:: 使えるデータ

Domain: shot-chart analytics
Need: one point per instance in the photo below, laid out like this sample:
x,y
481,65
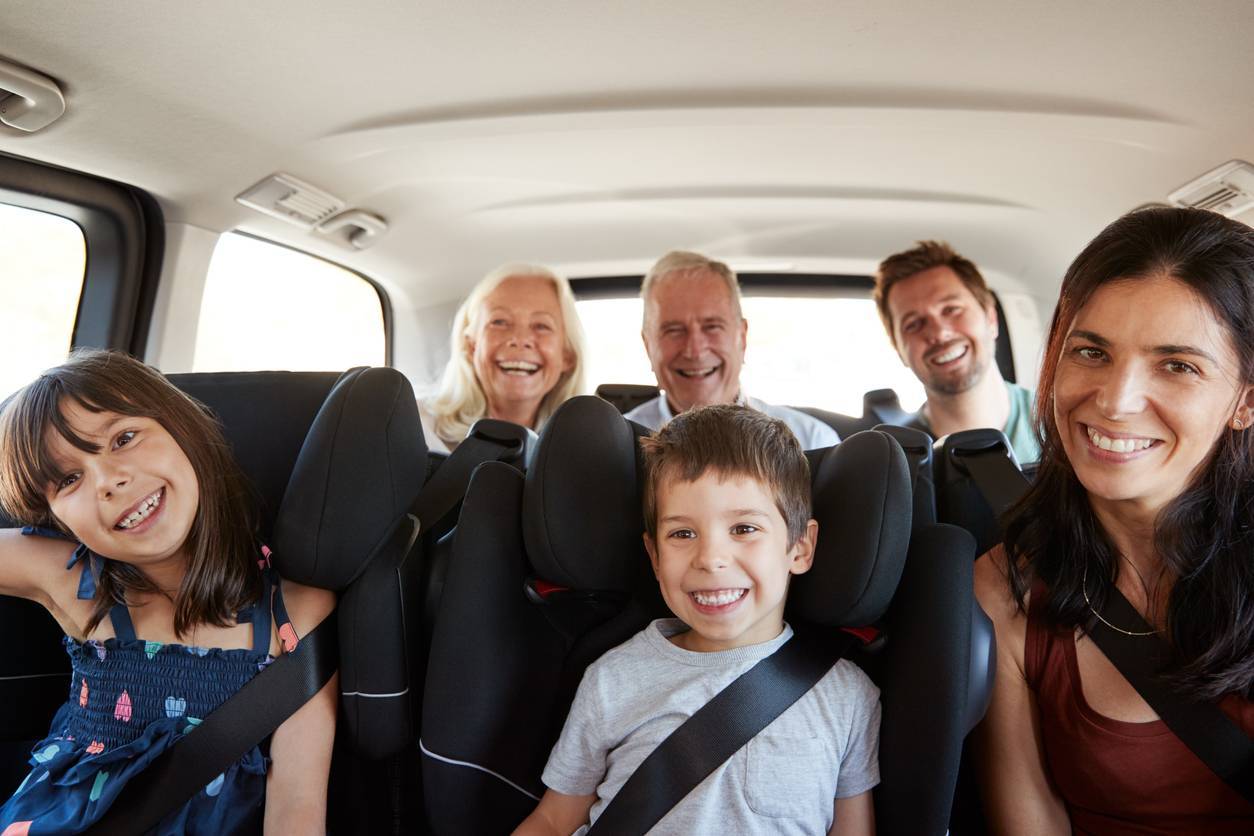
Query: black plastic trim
x,y
115,221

::::

上の行をすべて、「plastic」を「rubber」に置き換えて、ほかは変えずにもう一度書いてください。画像は答えに入れないでください。

Domain: shot-chart analytics
Need: one point per instance in the photo below, laid out like this sample:
x,y
481,65
Query: black rubber trim
x,y
115,221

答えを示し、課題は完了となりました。